提供された抜粋
┄┄┄┄┄┄┄┄┄┄
百貨店を舞台にした絵本となると膨大な情報量になります。
多くのお客様や数々の商品、レストランやアトラクションなど
一冊の絵本で網羅しようとしたら、大変な手間になる。
ましてやそれが小さな星をまるまる改装して宇宙で営業している
となれば、想像力の限界にいどむようなものではないだろうか。
独特の形をしたUFOで乗り付ける異星人のお客様は曲者揃い。
足が何本もあったり、羽がはえていたり、ロボットのようだったり。
一歩間違うと妖怪やお化けの類になりそうな見た目ですが、
そこはかとなく独自の文化や文明が伝わってきます。
お店や商品も負けじとユニーク。画面は賑やかで、目移りして大変です。
思い返せば幼い頃に初めて母と行った百貨店もこんな印象だったかも。
┄┄┄┄┄┄┄┄┄┄
取り組む課題
a: 抜粋に書かれている内容から、次の問いに答えよ。
(i) 舞台となる百貨店は、どこでどのように営業しているとされているか。
(ii) 異星人のお客様は何に乗ってやって来るか。
(iii) 幼い頃に初めて百貨店へ行ったとき、一緒だったのは誰か。
b: 抜粋で異星人のお客様の見た目として挙げられている特徴を、漏れなく列挙する。
c: 抜粋のうち「ましてやそれが小さな星をまるまる改装して宇宙で営業している」から「そこはかとなく独自の文化や文明が伝わってきます。」までを、一字も変えずに出力してください。

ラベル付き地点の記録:
┄┄┄┄┄┄┄┄┄┄
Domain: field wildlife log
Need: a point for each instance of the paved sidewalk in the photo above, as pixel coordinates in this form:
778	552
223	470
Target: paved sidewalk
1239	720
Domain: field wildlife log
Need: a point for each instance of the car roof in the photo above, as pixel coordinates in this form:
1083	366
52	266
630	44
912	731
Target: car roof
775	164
┄┄┄┄┄┄┄┄┄┄
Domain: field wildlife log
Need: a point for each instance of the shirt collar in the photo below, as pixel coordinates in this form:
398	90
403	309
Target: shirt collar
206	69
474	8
┄┄┄┄┄┄┄┄┄┄
解答
a:
(i) 小さな星をまるまる改装して、宇宙で営業している。
(ii) 独特の形をしたUFO。
(iii) 母。

b:
足が何本もある
羽がはえている
ロボットのよう

c:
ましてやそれが小さな星をまるまる改装して宇宙で営業している
となれば、想像力の限界にいどむようなものではないだろうか。
独特の形をしたUFOで乗り付ける異星人のお客様は曲者揃い。
足が何本もあったり、羽がはえていたり、ロボットのようだったり。
一歩間違うと妖怪やお化けの類になりそうな見た目ですが、
そこはかとなく独自の文化や文明が伝わってきます。